- [THE TASK] Please render every line of the material below as a Markdown table with the columns Number and Text, numbering the rows and leaving out blank lines.

- [THE DATA]
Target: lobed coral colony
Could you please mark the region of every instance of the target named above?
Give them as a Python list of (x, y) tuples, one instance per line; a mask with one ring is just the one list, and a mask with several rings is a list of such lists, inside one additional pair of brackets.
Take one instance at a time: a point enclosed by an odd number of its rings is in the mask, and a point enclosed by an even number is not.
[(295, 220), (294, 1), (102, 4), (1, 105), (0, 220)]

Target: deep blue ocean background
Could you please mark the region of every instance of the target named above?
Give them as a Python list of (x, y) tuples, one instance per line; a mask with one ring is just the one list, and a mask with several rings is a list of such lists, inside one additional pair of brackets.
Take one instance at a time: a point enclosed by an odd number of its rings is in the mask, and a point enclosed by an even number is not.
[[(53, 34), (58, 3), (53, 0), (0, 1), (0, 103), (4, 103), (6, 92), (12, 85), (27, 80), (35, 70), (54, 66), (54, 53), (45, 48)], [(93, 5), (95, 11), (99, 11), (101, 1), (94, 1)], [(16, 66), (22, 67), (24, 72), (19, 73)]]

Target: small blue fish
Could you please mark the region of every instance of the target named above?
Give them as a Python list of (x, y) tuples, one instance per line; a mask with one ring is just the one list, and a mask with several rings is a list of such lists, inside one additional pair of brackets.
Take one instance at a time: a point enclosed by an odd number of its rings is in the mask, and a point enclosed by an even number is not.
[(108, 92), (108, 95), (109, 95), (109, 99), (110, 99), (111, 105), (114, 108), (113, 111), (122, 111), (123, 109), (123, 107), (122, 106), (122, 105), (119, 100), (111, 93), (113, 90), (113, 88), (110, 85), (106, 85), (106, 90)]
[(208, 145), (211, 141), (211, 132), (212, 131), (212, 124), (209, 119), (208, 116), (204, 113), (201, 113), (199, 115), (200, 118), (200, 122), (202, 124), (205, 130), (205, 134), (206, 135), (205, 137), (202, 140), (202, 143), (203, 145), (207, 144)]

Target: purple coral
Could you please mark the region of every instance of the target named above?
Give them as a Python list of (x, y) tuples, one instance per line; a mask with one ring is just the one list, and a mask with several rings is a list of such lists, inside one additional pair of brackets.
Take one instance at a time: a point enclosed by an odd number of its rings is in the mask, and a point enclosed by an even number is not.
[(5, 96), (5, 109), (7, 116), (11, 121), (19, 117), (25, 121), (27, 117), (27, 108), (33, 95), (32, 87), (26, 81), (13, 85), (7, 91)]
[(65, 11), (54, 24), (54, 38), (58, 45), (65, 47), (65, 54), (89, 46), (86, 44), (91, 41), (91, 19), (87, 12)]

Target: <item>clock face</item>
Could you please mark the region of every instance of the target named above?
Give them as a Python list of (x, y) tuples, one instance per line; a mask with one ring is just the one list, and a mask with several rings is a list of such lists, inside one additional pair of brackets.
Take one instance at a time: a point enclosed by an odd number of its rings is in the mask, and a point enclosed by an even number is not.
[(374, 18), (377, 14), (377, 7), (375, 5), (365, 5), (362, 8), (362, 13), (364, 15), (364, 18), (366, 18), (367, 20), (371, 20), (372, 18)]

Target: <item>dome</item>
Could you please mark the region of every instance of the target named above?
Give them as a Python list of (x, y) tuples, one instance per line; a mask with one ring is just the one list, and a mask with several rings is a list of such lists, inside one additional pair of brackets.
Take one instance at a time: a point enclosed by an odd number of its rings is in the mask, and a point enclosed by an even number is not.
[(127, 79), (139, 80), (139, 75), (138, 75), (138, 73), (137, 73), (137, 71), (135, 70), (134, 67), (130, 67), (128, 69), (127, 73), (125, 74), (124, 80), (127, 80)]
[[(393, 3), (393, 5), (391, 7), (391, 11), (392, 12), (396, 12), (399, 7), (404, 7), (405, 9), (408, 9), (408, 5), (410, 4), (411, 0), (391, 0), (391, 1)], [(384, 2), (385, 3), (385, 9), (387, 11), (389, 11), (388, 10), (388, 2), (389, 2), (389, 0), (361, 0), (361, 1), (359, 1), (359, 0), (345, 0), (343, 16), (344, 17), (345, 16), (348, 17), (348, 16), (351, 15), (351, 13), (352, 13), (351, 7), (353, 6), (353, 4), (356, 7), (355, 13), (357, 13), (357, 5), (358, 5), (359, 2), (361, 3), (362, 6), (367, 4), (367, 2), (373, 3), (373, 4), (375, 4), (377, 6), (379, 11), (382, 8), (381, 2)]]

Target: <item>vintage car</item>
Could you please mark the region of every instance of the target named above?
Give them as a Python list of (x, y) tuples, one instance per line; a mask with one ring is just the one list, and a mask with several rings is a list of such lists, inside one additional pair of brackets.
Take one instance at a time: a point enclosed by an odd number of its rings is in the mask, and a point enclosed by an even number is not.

- [ANSWER FOR THE TASK]
| Number | Text |
|---|---|
| 1 | Target: lobed coral colony |
| 2 | Could you please mark the region of every instance of the target named above? |
| 3 | Give them as a Python list of (x, y) tuples, one instance per line; a mask with one ring is just the one list, and a mask with several rings is a list of such lists, inside one additional pair of brackets. |
| 4 | Take one instance at a time: a point enclosed by an odd number of its rings is in the mask, and a point enclosed by an even number is not. |
| 5 | [(295, 220), (294, 1), (102, 4), (1, 105), (0, 220)] |
| 6 | Target: deep blue ocean background |
| 7 | Could you please mark the region of every instance of the target named above? |
| 8 | Give them as a Python list of (x, y) tuples, one instance per line; a mask with one ring is just the one list, and a mask with several rings is a list of such lists, inside one additional pair of brackets. |
| 9 | Take one instance at a time: a point enclosed by an odd number of its rings is in the mask, and a point enclosed by an even number is not. |
| 10 | [[(53, 34), (58, 3), (53, 0), (0, 1), (0, 103), (4, 103), (6, 92), (12, 85), (27, 80), (35, 70), (54, 66), (54, 53), (45, 48)], [(93, 5), (95, 11), (99, 11), (101, 1), (94, 1)], [(16, 66), (22, 67), (24, 72), (19, 73)]] |
| 11 | Target: small blue fish |
| 12 | Could you please mark the region of every instance of the target named above? |
| 13 | Give them as a Python list of (x, y) tuples, one instance per line; a mask with one ring is just the one list, and a mask with several rings is a list of such lists, inside one additional pair of brackets. |
| 14 | Take one instance at a time: a point enclosed by an odd number of its rings is in the mask, and a point enclosed by an even number is not. |
| 15 | [(108, 92), (108, 95), (109, 95), (109, 99), (110, 99), (111, 105), (114, 108), (113, 111), (122, 111), (123, 109), (123, 107), (122, 106), (122, 105), (119, 100), (111, 93), (113, 90), (113, 88), (110, 85), (106, 85), (106, 90)] |
| 16 | [(208, 145), (211, 141), (211, 132), (212, 131), (212, 124), (209, 119), (208, 116), (204, 113), (201, 113), (199, 115), (200, 118), (200, 122), (202, 124), (205, 130), (205, 134), (206, 135), (205, 137), (202, 140), (202, 143), (203, 145), (207, 144)] |
| 17 | Target: purple coral |
| 18 | Could you please mark the region of every instance of the target named above? |
| 19 | Give them as a Python list of (x, y) tuples, one instance per line; a mask with one ring is just the one list, and a mask with several rings is a list of such lists, inside one additional pair of brackets. |
| 20 | Take one instance at a time: a point enclosed by an odd number of its rings is in the mask, and a point enclosed by an even number is not. |
| 21 | [(5, 96), (5, 109), (7, 116), (11, 121), (19, 117), (25, 121), (27, 117), (27, 108), (33, 95), (32, 87), (26, 81), (13, 85), (7, 91)] |
| 22 | [(65, 11), (54, 24), (54, 38), (58, 45), (65, 47), (65, 54), (89, 46), (86, 44), (91, 41), (91, 19), (87, 12)] |
| 23 | Target: <item>clock face</item> |
| 24 | Could you please mark the region of every instance of the target named above? |
| 25 | Give them as a Python list of (x, y) tuples, one instance per line; a mask with one ring is just the one list, and a mask with several rings is a list of such lists, inside one additional pair of brackets. |
| 26 | Take one instance at a time: a point enclosed by an odd number of its rings is in the mask, and a point enclosed by an even number is not. |
| 27 | [(374, 18), (377, 14), (377, 7), (375, 5), (365, 5), (362, 8), (362, 13), (364, 15), (364, 18), (366, 18), (367, 20), (371, 20), (372, 18)] |
| 28 | Target: <item>dome</item> |
| 29 | Could you please mark the region of every instance of the target named above? |
| 30 | Give them as a Python list of (x, y) tuples, one instance per line; a mask with one ring is just the one list, and a mask with several rings is a list of such lists, inside one additional pair of brackets. |
| 31 | Take one instance at a time: a point enclosed by an odd number of its rings is in the mask, and a point enclosed by an even number is not. |
| 32 | [(127, 79), (139, 80), (139, 75), (138, 75), (138, 73), (137, 73), (137, 71), (135, 70), (134, 67), (130, 67), (128, 69), (127, 73), (125, 74), (124, 80), (127, 80)] |
| 33 | [[(393, 3), (393, 5), (391, 7), (391, 11), (392, 12), (396, 12), (399, 7), (404, 7), (405, 9), (408, 9), (408, 5), (410, 4), (411, 0), (391, 0), (391, 1)], [(384, 2), (385, 3), (385, 9), (387, 11), (389, 11), (388, 10), (388, 2), (389, 2), (389, 0), (361, 0), (361, 1), (359, 1), (359, 0), (345, 0), (343, 16), (344, 17), (345, 16), (348, 17), (348, 16), (351, 15), (351, 13), (352, 13), (351, 7), (353, 6), (353, 4), (356, 7), (355, 13), (357, 13), (357, 5), (358, 5), (359, 2), (361, 3), (362, 6), (367, 4), (367, 2), (373, 3), (373, 4), (375, 4), (377, 6), (379, 11), (382, 8), (381, 2)]] |
| 34 | Target: <item>vintage car</item> |
| 35 | Could you please mark the region of every instance of the target named above? |
| 36 | Give them as a Python list of (x, y) tuples, one instance per line; a mask with one ring is just the one list, and a mask with several rings is a list of such lists, inside one additional pair of brackets. |
| 37 | Take one instance at a time: a point enclosed by an odd number of its rings is in the mask, and a point enclosed by an even number is not. |